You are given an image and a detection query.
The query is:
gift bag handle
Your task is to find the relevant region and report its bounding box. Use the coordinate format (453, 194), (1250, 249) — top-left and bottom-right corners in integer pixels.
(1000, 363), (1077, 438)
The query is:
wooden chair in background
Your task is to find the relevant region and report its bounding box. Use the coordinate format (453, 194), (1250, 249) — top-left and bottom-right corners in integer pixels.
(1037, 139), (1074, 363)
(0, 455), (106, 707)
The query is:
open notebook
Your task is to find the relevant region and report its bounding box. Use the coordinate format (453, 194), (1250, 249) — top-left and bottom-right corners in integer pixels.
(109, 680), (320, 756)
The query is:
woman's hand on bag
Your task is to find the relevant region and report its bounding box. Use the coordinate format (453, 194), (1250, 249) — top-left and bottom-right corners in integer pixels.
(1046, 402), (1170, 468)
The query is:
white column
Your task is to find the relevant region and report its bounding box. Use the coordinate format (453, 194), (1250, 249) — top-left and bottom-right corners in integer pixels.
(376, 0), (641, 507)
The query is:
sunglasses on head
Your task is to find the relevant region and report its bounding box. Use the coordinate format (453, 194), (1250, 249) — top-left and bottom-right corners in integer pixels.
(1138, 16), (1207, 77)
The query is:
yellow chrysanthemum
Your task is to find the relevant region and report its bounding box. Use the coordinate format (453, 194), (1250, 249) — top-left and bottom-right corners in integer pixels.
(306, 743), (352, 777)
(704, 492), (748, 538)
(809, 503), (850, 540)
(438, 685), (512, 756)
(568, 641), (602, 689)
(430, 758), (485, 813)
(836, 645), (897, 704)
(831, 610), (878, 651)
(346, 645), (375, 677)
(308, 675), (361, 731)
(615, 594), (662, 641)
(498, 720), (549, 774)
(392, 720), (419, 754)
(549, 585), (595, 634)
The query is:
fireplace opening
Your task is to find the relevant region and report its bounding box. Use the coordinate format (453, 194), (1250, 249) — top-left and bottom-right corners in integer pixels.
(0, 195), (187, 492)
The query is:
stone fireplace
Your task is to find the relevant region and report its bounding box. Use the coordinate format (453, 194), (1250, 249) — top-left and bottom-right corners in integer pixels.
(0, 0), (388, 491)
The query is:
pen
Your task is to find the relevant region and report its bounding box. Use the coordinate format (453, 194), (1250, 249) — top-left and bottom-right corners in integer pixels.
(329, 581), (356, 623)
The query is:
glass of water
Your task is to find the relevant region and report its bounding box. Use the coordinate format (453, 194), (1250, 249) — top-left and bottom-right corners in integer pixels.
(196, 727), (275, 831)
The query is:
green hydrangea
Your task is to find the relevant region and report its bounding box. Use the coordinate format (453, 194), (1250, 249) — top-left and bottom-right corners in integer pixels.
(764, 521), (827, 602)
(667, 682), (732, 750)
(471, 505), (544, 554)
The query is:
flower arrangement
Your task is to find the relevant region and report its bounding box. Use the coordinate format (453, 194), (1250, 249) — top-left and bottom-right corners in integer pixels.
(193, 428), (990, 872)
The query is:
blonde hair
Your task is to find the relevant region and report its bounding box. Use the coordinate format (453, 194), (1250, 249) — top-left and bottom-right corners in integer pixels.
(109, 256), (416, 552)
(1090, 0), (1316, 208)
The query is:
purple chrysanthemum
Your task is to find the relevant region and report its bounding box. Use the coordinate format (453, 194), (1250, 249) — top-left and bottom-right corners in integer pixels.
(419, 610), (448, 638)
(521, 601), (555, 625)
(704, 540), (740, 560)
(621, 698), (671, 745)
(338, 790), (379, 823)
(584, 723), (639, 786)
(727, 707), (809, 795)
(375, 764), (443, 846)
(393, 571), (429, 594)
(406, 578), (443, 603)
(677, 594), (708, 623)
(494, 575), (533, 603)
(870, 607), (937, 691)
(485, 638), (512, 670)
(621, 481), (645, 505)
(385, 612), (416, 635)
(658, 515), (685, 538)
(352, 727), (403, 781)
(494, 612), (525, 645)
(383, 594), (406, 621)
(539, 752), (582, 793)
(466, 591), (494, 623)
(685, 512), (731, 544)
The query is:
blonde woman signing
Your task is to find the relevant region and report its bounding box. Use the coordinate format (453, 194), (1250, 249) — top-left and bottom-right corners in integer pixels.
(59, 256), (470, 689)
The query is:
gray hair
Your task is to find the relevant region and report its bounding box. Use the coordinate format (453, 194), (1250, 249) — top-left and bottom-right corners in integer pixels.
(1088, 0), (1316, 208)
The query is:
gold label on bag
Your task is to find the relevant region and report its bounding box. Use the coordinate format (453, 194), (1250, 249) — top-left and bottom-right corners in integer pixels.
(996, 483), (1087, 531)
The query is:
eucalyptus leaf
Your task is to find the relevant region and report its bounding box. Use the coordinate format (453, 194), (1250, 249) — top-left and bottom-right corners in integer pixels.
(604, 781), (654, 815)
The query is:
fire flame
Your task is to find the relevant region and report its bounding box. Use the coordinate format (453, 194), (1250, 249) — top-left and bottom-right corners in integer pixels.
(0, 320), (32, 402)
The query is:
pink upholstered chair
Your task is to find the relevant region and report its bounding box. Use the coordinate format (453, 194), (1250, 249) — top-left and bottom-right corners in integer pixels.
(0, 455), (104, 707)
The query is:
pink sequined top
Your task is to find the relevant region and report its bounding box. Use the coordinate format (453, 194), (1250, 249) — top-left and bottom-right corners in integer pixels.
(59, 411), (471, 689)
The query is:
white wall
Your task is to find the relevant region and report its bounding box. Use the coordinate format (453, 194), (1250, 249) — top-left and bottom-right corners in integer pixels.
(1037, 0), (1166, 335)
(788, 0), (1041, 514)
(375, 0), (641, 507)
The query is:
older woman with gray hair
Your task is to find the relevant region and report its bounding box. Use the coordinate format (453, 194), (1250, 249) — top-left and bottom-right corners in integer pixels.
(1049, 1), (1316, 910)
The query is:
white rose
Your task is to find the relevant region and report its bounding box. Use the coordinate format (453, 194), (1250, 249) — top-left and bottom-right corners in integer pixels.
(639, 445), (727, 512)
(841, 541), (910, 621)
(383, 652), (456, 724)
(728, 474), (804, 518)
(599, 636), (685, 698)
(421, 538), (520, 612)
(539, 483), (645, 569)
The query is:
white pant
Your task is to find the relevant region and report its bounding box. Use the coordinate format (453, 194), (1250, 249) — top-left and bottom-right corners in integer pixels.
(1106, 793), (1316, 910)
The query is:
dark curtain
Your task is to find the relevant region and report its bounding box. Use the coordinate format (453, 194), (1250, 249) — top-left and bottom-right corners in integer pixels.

== == ==

Set task = Arrange the records above as a Markdown table with the columns Num and Content, one row per line with its number, leaving out blank lines.

Written reply =
| Num | Content |
|---|---|
| 1 | You are given an image and a detection query. |
| 2 | The query is: |
| 3 | gift bag handle |
| 4 | Your task is to find the relevant region and report its bounding box. Use the coordinate format (453, 194), (1250, 249) — top-left and bottom-right corners in integer pixels. |
| 5 | (1000, 363), (1077, 438) |
| 6 | The query is: |
| 7 | wooden chair in background |
| 8 | Your task is to find the relevant region and report its bounding box. Use the coordinate format (453, 194), (1250, 249) — top-left and bottom-right corners in integer pixels. |
| 9 | (1037, 139), (1074, 363) |
| 10 | (0, 455), (106, 707) |
| 11 | The query is: |
| 12 | open notebook |
| 13 | Your task is to find the relevant region and report its bounding box. Use the coordinate format (453, 194), (1250, 249) — top-left and bottom-right corners in integer pixels. |
| 14 | (109, 680), (320, 756) |
| 15 | The query is: |
| 16 | woman's hand on bag |
| 17 | Your task is to find the relevant region and report its bounding box. Use the coordinate format (453, 194), (1250, 249) — top-left and bottom-right corners in integer pixels. |
| 18 | (1046, 402), (1170, 468) |
| 19 | The query is: |
| 20 | white column |
| 21 | Your task is to find the relevant region and report its bounding box. Use the coordinate format (453, 194), (1250, 249) — top-left and bottom-right corners in integer pixels. |
| 22 | (376, 0), (641, 507) |
| 23 | The query is: |
| 24 | sunglasses on head |
| 25 | Your task is to find the relevant region and report its bounding box. Use the coordinate format (453, 194), (1250, 249) — top-left and bottom-right corners in integer pixels. |
| 26 | (1138, 16), (1207, 77) |
| 27 | The query is: |
| 28 | yellow chrysanthemum |
| 29 | Your task is to find the relevant region and report its bounding box. Use the coordinate format (453, 194), (1250, 249) — top-left and bottom-right corners in integer pixels. |
| 30 | (306, 743), (352, 777) |
| 31 | (704, 492), (748, 538) |
| 32 | (809, 503), (850, 540) |
| 33 | (438, 685), (512, 756) |
| 34 | (568, 641), (602, 689) |
| 35 | (430, 758), (485, 813) |
| 36 | (836, 645), (897, 704) |
| 37 | (831, 610), (878, 651) |
| 38 | (346, 645), (375, 677) |
| 39 | (308, 675), (361, 731) |
| 40 | (615, 594), (662, 641) |
| 41 | (498, 720), (549, 774) |
| 42 | (392, 720), (419, 754) |
| 43 | (549, 585), (595, 634) |
| 44 | The query is: |
| 45 | fireplace opening |
| 46 | Your task is to find the relevant region and report its bounding box. Use the coordinate format (453, 194), (1250, 249) — top-left and bottom-right corners in integer pixels. |
| 47 | (0, 195), (187, 492) |
| 48 | The query is: |
| 49 | stone fireplace |
| 50 | Your task is to find the relevant region and report its bounding box. Use the coordinate format (453, 194), (1250, 249) — top-left and bottom-right corners in integer pixels. |
| 51 | (0, 0), (388, 491) |
| 52 | The query is: |
| 53 | pen |
| 54 | Your task is to find the relevant region and report its bounding box. Use the coordinate format (453, 194), (1250, 249) — top-left and bottom-right corners in integer pixels. |
| 55 | (329, 581), (356, 623) |
| 56 | The query is: |
| 57 | glass of water |
| 58 | Your task is to find the relevant region and report its bounding box. Use the coordinate format (453, 194), (1250, 249) — top-left and bottom-right corners in integer pixels. |
| 59 | (196, 727), (275, 831) |
| 60 | The query is: |
| 61 | green hydrangea |
| 62 | Your task is to find the relevant region and report its bounding box. Use the coordinate format (453, 194), (1250, 249) — top-left and bottom-right corners in integer pixels. |
| 63 | (764, 521), (827, 602) |
| 64 | (667, 682), (732, 750) |
| 65 | (471, 505), (544, 554) |
| 66 | The query is: |
| 67 | flower arrangement |
| 68 | Your task is to find the relevant region and report its bounding box. Use the coordinate format (453, 194), (1250, 249) — top-left and bottom-right corners in integer pixels. |
| 69 | (193, 428), (990, 872) |
| 70 | The query is: |
| 71 | blonde hair |
| 72 | Your task is to find the relevant region and report its bounding box. Use the coordinate format (453, 194), (1250, 249) — top-left and bottom-right corners in integer pixels. |
| 73 | (109, 256), (416, 552) |
| 74 | (1090, 0), (1316, 208) |
| 75 | The query is: |
| 76 | purple chrysanthemum |
| 77 | Your task is to find the relevant region and report its bounding box. Use the coordinate format (453, 194), (1250, 249) — top-left and bottom-right corners in integer pixels. |
| 78 | (419, 610), (448, 638) |
| 79 | (521, 601), (555, 625) |
| 80 | (704, 540), (740, 560) |
| 81 | (621, 698), (671, 745) |
| 82 | (338, 790), (379, 823) |
| 83 | (584, 723), (639, 786) |
| 84 | (727, 707), (809, 795) |
| 85 | (375, 764), (443, 846) |
| 86 | (393, 571), (429, 594) |
| 87 | (406, 578), (443, 603) |
| 88 | (677, 594), (708, 623) |
| 89 | (494, 575), (533, 603) |
| 90 | (870, 607), (937, 691) |
| 91 | (485, 638), (512, 670) |
| 92 | (621, 481), (645, 505) |
| 93 | (385, 612), (416, 635) |
| 94 | (658, 515), (685, 538) |
| 95 | (352, 727), (403, 781) |
| 96 | (494, 612), (525, 645) |
| 97 | (383, 594), (406, 621) |
| 98 | (539, 752), (582, 793) |
| 99 | (466, 591), (494, 623) |
| 100 | (685, 512), (731, 544) |
| 101 | The query is: |
| 102 | blonde woman signing |
| 103 | Your task is to find the relevant region and report its bounding box. Use the coordinate format (453, 194), (1250, 249) — top-left and bottom-right corners in integer pixels. |
| 104 | (59, 256), (470, 689) |
| 105 | The query is: |
| 106 | gray hair |
| 107 | Your task is to find the relevant region and report its bounding box. Use the coordinate format (453, 194), (1250, 249) — top-left and bottom-right corners in integer pixels. |
| 108 | (1088, 0), (1316, 208) |
| 109 | The query is: |
| 110 | gold label on bag |
| 111 | Your task is to find the relevant region and report its bounding box. Use the coordinate format (453, 194), (1250, 249) — top-left and bottom-right corners in integer pixels. |
| 112 | (996, 483), (1087, 531) |
| 113 | The query is: |
| 114 | eucalyptus leaf |
| 115 | Your task is to find the relevant region and report its bounding box. Use the coordinate format (453, 194), (1250, 249) — top-left and bottom-right corners in integer pixels. |
| 116 | (604, 781), (654, 815) |
| 117 | The query is: |
| 118 | fire flame |
| 119 | Your task is to find the relevant region and report its bounding box. Use the coordinate format (453, 194), (1250, 249) — top-left and bottom-right corners in integer pixels. |
| 120 | (0, 320), (32, 402) |
| 121 | The query is: |
| 122 | pink upholstered chair |
| 123 | Your task is to find the relevant region and report its bounding box. Use the coordinate format (453, 194), (1250, 249) — top-left and bottom-right corners in integer pixels. |
| 124 | (0, 455), (104, 707) |
| 125 | The query is: |
| 126 | pink sequined top |
| 127 | Your task is to find the relevant region and report its bounding box. Use the coordinate format (453, 194), (1250, 249) — top-left and bottom-right corners in integer pixels. |
| 128 | (59, 411), (471, 689) |
| 129 | The query is: |
| 130 | white wall |
| 131 | Your task is to find the relevant region and report its bounding box. Use the coordinate format (453, 194), (1250, 249) — top-left and bottom-right corners in integer pixels. |
| 132 | (1037, 0), (1166, 335) |
| 133 | (788, 0), (1041, 514) |
| 134 | (375, 0), (641, 507) |
| 135 | The query is: |
| 136 | older woman with gray hair |
| 137 | Your task is to find the relevant region and report its bounding box. Use the coordinate format (453, 194), (1250, 249) — top-left and bottom-right corners in integer pixels. |
| 138 | (1049, 1), (1316, 910) |
| 139 | The query is: |
| 140 | white rose |
| 141 | Your task is to find the relevant region and report its bounding box. Use the coordinate format (453, 194), (1250, 249) — top-left and bottom-right corners in integer pixels. |
| 142 | (639, 445), (727, 512) |
| 143 | (841, 541), (910, 621) |
| 144 | (383, 652), (456, 724) |
| 145 | (728, 474), (804, 518) |
| 146 | (599, 636), (685, 698) |
| 147 | (421, 538), (520, 612) |
| 148 | (539, 483), (645, 569) |
| 149 | The query is: |
| 150 | white pant |
| 151 | Your task is to find the relevant region and report its bounding box. Use the coordinate format (453, 194), (1250, 249) — top-left and bottom-right corners in integer pixels. |
| 152 | (1106, 793), (1316, 910) |
| 153 | The query is: |
| 154 | dark curtain |
| 155 | Your task is to find the relevant region and report its bounding box. Use the coordinate format (453, 194), (1250, 249) — top-left and bottom-right corners in integer pixels. |